What to produce
The records that follow need to be output exactly as they are.

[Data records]
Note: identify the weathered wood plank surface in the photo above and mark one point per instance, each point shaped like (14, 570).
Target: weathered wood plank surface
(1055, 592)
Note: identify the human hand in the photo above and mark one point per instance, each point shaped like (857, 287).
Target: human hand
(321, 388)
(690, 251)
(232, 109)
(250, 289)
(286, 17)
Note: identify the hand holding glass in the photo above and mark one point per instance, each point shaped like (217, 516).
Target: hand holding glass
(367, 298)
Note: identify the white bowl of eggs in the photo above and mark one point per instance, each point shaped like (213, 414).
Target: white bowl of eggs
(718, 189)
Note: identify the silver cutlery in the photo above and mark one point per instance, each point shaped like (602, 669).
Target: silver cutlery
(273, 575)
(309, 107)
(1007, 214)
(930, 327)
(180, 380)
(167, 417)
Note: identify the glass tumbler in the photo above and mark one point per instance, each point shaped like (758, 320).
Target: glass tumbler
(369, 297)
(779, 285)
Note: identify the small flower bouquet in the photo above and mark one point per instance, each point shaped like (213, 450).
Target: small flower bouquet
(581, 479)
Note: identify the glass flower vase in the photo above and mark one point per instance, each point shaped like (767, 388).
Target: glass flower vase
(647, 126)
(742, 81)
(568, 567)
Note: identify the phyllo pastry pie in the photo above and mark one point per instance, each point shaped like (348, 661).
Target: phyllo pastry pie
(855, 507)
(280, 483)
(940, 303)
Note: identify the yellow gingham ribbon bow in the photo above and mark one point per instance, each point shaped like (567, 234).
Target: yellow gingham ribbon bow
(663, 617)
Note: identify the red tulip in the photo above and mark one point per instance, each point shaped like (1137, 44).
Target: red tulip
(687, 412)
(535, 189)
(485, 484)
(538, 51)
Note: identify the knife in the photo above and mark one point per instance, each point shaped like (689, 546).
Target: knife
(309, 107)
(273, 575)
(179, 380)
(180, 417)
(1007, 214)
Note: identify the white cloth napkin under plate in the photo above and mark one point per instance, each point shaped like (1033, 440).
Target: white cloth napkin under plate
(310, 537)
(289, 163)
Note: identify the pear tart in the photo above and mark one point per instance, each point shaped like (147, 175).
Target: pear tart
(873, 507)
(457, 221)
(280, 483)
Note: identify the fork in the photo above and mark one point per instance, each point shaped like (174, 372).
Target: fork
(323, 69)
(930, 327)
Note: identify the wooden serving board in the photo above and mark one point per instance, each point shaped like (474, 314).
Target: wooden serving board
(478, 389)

In response
Note: identify the weathered wood plank surface in the photo above and mark one point per instance, each point shaped like (14, 570).
Target: weathered wood plank surface
(1055, 592)
Note: identify the human hand in the photo above and mark one point per instance, each point shaped like (857, 287).
Target: human hand
(321, 388)
(690, 251)
(232, 109)
(250, 289)
(286, 17)
Note: identify the hand holding glass in the photo above and mark one point per instance, each point shaped like (217, 516).
Target: hand holding glass
(367, 298)
Note: identify the white bowl of eggs in the photo above and mark one point per instance, each point shaped like (213, 414).
Target: white bowl of eggs
(718, 189)
Note: identify the silver cutlery in the photo above and mark one point per instance, each point shaped like (602, 669).
Target: silver cutlery
(273, 575)
(309, 107)
(1007, 214)
(930, 327)
(180, 380)
(167, 417)
Note: identify the glass tumbler in the photo above and mark one point per instance, each point shaped like (758, 320).
Target: glass tumbler
(369, 297)
(779, 285)
Note: identify the small flower bouquet in the photo above and mark one point per instance, each point shaped like (213, 450).
Target: small flower bouquet
(581, 479)
Note: identify the glass flower vase in the photo above and mark one point per instance, each point shaped like (767, 388).
Target: glass flower vase
(647, 126)
(742, 81)
(568, 567)
Note: identify the phyllo pastry pie in the photo above and mark one point per instance, each point shaped like (348, 661).
Target: phyllo pastry pie
(855, 507)
(280, 483)
(940, 303)
Note: identify the yellow gingham ribbon bow in the photo above and mark one point per instance, each point shaped like (567, 234).
Target: yellow gingham ribbon bow
(663, 617)
Note: identify the red tulip in the photo above and mark one point per instance, each point shaped like (1137, 44).
Target: red tulip
(687, 412)
(535, 189)
(485, 484)
(538, 51)
Note: identify the knife in the photo above and mark one point per instance, each point shaped like (689, 546).
Target: knife
(309, 107)
(273, 575)
(179, 380)
(180, 417)
(1007, 214)
Note: identify the white cloth napkin under plate in the photo above and mark one point per instance, each point shaped like (1033, 440).
Target: white cloth napkin under plate
(310, 537)
(289, 163)
Note: identify the pear tart in the photo above and mark one point per instance, each point shaped like (147, 175).
Target: pear tart
(873, 507)
(457, 221)
(280, 483)
Note: identify the fork in the photo above and mark one point per instance, each point shaped like (174, 372).
Target: fork
(323, 69)
(930, 327)
Note: identify the wooden serving board in the photo above and mark one point per instance, each point shaped like (474, 314).
Target: wooden serving board
(478, 389)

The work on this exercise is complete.